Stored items
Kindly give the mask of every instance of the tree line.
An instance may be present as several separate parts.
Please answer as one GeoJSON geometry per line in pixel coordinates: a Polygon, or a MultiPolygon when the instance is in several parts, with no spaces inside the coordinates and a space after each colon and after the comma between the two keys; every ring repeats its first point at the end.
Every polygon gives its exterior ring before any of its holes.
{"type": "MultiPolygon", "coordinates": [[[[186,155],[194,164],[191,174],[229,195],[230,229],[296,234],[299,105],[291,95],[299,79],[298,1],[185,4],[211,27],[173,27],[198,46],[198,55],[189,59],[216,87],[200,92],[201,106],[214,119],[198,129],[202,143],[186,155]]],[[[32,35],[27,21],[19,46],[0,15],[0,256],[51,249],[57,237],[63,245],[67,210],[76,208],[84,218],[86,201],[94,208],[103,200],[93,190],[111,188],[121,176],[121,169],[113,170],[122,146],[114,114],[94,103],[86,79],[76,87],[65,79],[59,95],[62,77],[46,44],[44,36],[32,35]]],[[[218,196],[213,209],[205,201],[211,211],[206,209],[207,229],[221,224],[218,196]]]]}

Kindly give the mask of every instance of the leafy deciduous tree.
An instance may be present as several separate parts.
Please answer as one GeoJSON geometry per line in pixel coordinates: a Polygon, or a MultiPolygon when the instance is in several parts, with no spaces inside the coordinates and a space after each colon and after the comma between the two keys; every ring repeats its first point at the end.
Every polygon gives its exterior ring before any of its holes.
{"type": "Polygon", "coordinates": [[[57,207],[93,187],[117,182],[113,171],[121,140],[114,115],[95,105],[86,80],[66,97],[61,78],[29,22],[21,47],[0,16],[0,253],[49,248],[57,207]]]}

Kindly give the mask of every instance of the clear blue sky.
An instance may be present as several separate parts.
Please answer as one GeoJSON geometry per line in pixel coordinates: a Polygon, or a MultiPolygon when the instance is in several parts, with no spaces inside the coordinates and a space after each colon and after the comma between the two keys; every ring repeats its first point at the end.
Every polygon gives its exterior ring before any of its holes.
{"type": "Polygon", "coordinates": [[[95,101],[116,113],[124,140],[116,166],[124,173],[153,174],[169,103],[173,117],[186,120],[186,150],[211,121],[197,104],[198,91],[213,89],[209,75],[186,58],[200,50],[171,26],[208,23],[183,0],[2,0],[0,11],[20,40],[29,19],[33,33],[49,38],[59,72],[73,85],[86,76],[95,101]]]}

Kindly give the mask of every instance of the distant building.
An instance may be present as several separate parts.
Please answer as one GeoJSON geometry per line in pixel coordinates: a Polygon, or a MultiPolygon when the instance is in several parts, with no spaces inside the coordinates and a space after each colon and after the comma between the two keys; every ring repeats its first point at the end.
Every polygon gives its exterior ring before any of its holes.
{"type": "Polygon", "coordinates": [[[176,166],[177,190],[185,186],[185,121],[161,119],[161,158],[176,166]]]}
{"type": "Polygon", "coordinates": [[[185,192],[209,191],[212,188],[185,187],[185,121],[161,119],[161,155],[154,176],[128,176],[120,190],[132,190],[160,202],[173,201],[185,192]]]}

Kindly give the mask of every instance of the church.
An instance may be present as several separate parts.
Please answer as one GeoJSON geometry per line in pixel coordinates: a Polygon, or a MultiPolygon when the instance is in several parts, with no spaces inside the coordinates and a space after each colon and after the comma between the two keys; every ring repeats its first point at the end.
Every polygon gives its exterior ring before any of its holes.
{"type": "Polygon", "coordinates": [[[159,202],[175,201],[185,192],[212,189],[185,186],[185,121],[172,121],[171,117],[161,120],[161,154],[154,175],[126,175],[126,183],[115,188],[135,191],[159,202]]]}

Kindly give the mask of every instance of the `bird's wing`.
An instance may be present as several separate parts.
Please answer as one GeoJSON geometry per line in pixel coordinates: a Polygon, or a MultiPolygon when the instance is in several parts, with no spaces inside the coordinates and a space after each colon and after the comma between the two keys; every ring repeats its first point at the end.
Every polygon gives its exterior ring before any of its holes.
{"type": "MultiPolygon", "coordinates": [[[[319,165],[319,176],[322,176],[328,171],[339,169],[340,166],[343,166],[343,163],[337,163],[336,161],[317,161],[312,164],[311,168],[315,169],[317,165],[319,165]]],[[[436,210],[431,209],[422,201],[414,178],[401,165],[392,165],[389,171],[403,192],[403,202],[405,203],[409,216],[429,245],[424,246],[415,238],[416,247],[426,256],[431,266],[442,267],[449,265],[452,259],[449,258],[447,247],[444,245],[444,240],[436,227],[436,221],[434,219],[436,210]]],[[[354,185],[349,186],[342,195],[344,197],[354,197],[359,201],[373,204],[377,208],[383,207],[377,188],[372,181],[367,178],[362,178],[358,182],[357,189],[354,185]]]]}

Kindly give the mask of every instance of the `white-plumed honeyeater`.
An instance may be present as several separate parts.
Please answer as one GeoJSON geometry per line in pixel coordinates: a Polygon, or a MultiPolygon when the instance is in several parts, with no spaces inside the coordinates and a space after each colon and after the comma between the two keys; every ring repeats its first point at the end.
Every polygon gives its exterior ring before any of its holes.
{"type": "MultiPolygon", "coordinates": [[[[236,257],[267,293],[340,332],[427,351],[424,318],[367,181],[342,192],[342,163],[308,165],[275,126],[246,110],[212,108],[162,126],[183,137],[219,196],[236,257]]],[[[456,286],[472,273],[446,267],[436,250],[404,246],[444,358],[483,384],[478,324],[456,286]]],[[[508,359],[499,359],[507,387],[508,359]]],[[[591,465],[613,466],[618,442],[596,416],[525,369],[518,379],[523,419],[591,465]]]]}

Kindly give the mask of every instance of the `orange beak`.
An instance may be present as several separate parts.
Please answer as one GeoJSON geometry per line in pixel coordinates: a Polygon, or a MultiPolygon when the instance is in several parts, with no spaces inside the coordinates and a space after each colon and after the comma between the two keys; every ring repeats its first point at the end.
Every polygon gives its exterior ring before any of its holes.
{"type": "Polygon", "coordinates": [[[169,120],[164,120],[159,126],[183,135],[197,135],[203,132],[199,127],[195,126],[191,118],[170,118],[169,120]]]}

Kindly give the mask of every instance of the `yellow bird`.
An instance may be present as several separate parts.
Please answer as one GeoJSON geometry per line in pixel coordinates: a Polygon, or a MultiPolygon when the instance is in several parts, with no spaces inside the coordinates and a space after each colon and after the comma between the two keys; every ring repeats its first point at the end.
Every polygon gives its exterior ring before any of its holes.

# [Exercise goal]
Review the preceding data and report every line that includes the string "tree".

# [Worked solution]
Kindly give the mask of every instance of the tree line.
Kindly give the mask of every instance of the leafy deciduous tree.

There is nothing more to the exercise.